[Your task]:
Revise the listing below by replacing every occurrence of "coverage grid" with "coverage map", keeping all other text identical.
-- start --
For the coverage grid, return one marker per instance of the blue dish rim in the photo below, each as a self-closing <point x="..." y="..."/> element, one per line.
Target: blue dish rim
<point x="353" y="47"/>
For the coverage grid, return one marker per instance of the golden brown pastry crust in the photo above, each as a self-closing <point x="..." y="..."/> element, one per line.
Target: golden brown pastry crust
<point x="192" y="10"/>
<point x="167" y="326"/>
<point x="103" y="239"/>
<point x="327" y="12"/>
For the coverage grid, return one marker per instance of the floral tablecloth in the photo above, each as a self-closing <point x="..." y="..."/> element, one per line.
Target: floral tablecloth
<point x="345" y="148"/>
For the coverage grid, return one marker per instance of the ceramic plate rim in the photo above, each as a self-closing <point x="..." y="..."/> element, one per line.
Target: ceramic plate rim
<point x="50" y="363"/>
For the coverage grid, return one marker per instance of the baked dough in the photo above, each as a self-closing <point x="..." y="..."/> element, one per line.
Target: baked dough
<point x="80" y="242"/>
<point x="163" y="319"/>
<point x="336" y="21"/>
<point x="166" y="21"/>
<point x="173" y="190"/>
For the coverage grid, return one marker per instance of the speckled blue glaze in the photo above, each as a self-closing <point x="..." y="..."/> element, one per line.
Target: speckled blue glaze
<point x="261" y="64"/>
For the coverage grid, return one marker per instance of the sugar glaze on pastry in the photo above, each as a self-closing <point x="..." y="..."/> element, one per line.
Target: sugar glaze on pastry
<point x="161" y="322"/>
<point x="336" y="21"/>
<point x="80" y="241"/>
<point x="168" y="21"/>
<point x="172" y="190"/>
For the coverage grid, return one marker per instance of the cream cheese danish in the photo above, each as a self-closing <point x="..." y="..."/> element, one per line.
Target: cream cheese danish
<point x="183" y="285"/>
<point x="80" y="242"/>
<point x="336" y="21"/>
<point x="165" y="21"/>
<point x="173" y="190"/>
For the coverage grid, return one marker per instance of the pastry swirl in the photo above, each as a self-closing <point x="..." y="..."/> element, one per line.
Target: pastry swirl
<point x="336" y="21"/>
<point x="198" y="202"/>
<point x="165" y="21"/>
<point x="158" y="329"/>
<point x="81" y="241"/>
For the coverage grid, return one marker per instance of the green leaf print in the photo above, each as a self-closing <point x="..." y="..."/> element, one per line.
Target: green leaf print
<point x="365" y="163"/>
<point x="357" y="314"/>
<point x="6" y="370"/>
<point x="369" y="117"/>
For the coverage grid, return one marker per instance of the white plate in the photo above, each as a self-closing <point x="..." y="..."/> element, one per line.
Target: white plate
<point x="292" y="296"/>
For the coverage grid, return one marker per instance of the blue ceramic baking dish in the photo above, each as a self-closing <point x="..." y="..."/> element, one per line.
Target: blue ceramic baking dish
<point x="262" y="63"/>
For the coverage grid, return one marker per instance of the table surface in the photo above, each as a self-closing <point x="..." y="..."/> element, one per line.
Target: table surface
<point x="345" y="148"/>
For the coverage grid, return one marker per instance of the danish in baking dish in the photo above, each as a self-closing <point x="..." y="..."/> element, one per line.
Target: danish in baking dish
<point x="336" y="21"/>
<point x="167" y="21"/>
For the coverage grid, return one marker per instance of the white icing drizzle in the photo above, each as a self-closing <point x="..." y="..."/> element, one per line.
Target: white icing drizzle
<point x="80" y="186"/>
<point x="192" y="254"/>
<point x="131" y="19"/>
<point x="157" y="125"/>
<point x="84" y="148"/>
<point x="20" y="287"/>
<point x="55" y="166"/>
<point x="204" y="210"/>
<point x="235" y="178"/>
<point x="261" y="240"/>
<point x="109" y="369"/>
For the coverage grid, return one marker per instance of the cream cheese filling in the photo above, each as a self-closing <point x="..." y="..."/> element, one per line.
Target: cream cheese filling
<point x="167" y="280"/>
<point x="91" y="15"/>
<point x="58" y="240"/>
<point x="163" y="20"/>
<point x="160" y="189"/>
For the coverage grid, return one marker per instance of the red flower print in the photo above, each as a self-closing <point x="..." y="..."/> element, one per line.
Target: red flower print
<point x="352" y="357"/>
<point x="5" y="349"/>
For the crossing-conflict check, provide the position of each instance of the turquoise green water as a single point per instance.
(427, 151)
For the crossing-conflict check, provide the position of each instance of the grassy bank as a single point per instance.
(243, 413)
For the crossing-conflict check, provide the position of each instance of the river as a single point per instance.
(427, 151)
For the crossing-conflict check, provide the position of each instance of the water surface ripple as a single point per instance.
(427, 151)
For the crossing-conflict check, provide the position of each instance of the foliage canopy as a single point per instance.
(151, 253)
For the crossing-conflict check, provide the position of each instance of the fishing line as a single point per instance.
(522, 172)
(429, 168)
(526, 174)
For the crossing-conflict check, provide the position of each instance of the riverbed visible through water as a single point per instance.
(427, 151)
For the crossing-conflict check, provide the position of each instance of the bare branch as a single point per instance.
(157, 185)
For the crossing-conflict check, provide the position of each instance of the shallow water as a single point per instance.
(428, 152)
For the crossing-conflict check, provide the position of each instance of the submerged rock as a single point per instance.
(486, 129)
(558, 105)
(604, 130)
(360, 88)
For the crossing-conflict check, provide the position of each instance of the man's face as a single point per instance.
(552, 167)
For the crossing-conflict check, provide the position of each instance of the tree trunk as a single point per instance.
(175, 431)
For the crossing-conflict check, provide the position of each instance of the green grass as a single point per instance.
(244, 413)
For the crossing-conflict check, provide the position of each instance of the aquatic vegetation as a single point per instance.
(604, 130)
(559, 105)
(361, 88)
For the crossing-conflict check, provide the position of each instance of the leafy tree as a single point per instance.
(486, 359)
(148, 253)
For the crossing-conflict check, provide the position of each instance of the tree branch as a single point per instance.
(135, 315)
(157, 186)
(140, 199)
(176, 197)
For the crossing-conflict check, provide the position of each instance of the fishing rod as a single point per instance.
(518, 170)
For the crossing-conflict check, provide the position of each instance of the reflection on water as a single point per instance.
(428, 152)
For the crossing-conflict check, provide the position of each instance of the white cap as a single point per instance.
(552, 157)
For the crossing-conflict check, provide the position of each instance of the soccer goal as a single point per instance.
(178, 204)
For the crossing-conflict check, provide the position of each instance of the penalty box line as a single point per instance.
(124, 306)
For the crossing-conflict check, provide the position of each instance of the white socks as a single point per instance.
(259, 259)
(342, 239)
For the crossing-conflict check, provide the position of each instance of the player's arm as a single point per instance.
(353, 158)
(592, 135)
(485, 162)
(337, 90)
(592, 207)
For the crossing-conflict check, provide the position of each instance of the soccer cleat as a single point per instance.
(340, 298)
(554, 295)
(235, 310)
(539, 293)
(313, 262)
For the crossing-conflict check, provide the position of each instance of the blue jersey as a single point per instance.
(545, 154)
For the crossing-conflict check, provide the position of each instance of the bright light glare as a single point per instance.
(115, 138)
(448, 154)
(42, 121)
-- end --
[Exercise solution]:
For the coverage map, return one marker per instance of the blue dish rim in the photo below, each as a self-closing <point x="..." y="..."/> element, one per line.
Target: blue dish rim
<point x="353" y="47"/>
For the coverage map, return one marker per instance of the golden brown pastry crust in the photo above, each as a self-closing <point x="..." y="..."/> element, one per line.
Target: golden brown pastry crust
<point x="192" y="10"/>
<point x="167" y="326"/>
<point x="103" y="239"/>
<point x="327" y="12"/>
For the coverage map, return one marker per instance of the floral tablecloth in the photo above, each as a self-closing <point x="..." y="..."/> element, one per line.
Target: floral tablecloth
<point x="345" y="148"/>
For the coverage map, return one marker per instance of the ceramic plate rim in the photo above, each as a self-closing <point x="..." y="..."/> element, one per line.
Target: ceramic plate rim
<point x="50" y="363"/>
For the coverage map, return one marker per instance of the baked dough in the photo above, each as a self-closing <point x="..." y="..."/> element, one per line.
Target: baked dough
<point x="80" y="242"/>
<point x="163" y="319"/>
<point x="336" y="21"/>
<point x="166" y="21"/>
<point x="173" y="190"/>
For the coverage map, return one marker per instance of the speckled blue glaze in the photo above, each as a self-closing <point x="..." y="..."/> element, one per line.
Target: speckled blue glaze
<point x="261" y="64"/>
For the coverage map, return one marker per instance of the sugar glaze on pastry in the photo above, each as a self-closing <point x="..." y="..."/> element, one per line.
Target: sugar glaze on pastry
<point x="161" y="322"/>
<point x="336" y="21"/>
<point x="80" y="241"/>
<point x="168" y="21"/>
<point x="172" y="190"/>
For the coverage map, return one marker per instance of the cream cheese danish in the photo above, each as a self-closing <point x="..." y="..."/> element, one per line.
Target: cream cheese danish
<point x="183" y="285"/>
<point x="80" y="242"/>
<point x="336" y="21"/>
<point x="165" y="21"/>
<point x="173" y="190"/>
For the coverage map, return one marker per instance of the pastry swirl in the photo above, each as a self-closing <point x="..." y="..."/> element, one per line.
Target: pastry swirl
<point x="336" y="21"/>
<point x="198" y="202"/>
<point x="165" y="21"/>
<point x="158" y="329"/>
<point x="81" y="241"/>
For the coverage map, return one marker per instance of the green leaf print in the photo above, each as a self-closing <point x="..." y="..."/> element, one per line.
Target: green leaf print
<point x="365" y="163"/>
<point x="357" y="314"/>
<point x="6" y="370"/>
<point x="369" y="117"/>
For the coverage map, return one marker per instance of the white plate in the photo above, each as a self-closing <point x="..." y="..."/> element, one per line.
Target: white plate
<point x="292" y="296"/>
For the coverage map, return one marker per instance of the blue ceramic baking dish in the photo above, each as a self-closing <point x="..." y="..."/> element, one per line.
Target: blue ceramic baking dish
<point x="262" y="63"/>
For the coverage map, return one marker per instance of the table surface in the photo above, each as a self-closing <point x="..." y="..."/> element, one per line.
Target: table surface
<point x="345" y="148"/>
For the coverage map, return one marker per instance of the danish in baking dish in the photo above, each as a self-closing <point x="..." y="..."/> element, one per line.
Target: danish in baking dish
<point x="336" y="21"/>
<point x="167" y="21"/>
For the coverage map, return one marker per instance of the white icing drizzle in the photo above, each as a self-closing <point x="..." y="..."/> element, one per line.
Target: white icing drizzle
<point x="80" y="186"/>
<point x="192" y="254"/>
<point x="131" y="19"/>
<point x="157" y="125"/>
<point x="84" y="148"/>
<point x="20" y="287"/>
<point x="55" y="166"/>
<point x="204" y="210"/>
<point x="235" y="178"/>
<point x="261" y="240"/>
<point x="109" y="369"/>
For the coverage map, return one marker per instance of the cream cheese filling in the photo above, each as a self-closing <point x="..." y="..."/> element, one per line.
Target: cream cheese filling
<point x="167" y="280"/>
<point x="91" y="15"/>
<point x="58" y="240"/>
<point x="163" y="20"/>
<point x="160" y="189"/>
For the coverage map, return one marker per instance of the red flower print in the photo above, each as a self-closing <point x="..." y="..."/> element, one per line.
Target: red flower print
<point x="352" y="357"/>
<point x="5" y="349"/>
For the crossing-conflict check, provide the position of each instance of the turquoise green water as a single point per instance.
(427, 151)
For the crossing-conflict check, provide the position of each instance of the grassy bank as a single point per instance.
(243, 413)
For the crossing-conflict check, provide the position of each instance of the river as a single point per instance.
(427, 151)
For the crossing-conflict check, provide the position of each instance of the water surface ripple as a single point per instance.
(427, 151)
For the crossing-conflict check, provide the position of each instance of the foliage canopy as a single point per instance.
(151, 253)
For the crossing-conflict check, provide the position of each instance of the fishing line as a single point per instance.
(522, 172)
(429, 168)
(526, 174)
For the crossing-conflict check, provide the position of each instance of the riverbed visible through water as a single point per instance.
(427, 151)
For the crossing-conflict check, provide the position of each instance of the bare branch as a single point per instance.
(157, 185)
For the crossing-conflict check, provide the position of each instance of the shallow water as a single point per instance.
(428, 152)
For the crossing-conflict check, provide the position of each instance of the submerged rock as a single point per instance.
(486, 129)
(558, 105)
(604, 130)
(360, 88)
For the crossing-conflict check, provide the position of each instance of the man's face as a single point per instance.
(552, 167)
For the crossing-conflict check, provide the position of each instance of the tree trunk as a single point per instance.
(175, 431)
For the crossing-conflict check, provide the position of each instance of the green grass as a single point per instance.
(244, 413)
For the crossing-conflict check, provide the position of each instance of the aquatic vegetation as a single point per instance.
(604, 130)
(559, 105)
(361, 88)
For the crossing-conflict check, provide the position of each instance of the leafy tree as a single point per instance.
(486, 359)
(148, 253)
For the crossing-conflict check, provide the position of each instance of the tree branch as a single point per instance.
(135, 315)
(157, 186)
(140, 199)
(176, 197)
For the crossing-conflict check, provide the position of each instance of the fishing rod as a single point per instance.
(518, 170)
For the crossing-conflict check, provide the position of each instance of the reflection on water as a single point per instance.
(428, 152)
For the crossing-conflict check, provide the position of each instance of the white cap as a single point per instance.
(552, 157)
For the crossing-conflict check, provide the position of each instance of the soccer goal as a single point per instance.
(178, 204)
For the crossing-conflict check, provide the position of each instance of the penalty box line as a single point per instance.
(124, 306)
For the crossing-conflict check, provide the position of each instance of the white socks as a single point per instance.
(259, 259)
(342, 239)
For the crossing-conflict check, provide the position of each instance of the player's arm as a single point per instance.
(353, 158)
(592, 135)
(485, 162)
(337, 90)
(592, 207)
For the crossing-conflict check, provide the position of each instance of the soccer cleat as a single point per instance.
(340, 298)
(554, 295)
(235, 310)
(539, 293)
(313, 262)
For the crossing-conflict check, provide the position of each instance of the blue jersey as a single point per instance.
(545, 154)
For the crossing-conflict check, provide the position of each instance of the bright light glare as a single point per instance.
(115, 138)
(448, 154)
(42, 121)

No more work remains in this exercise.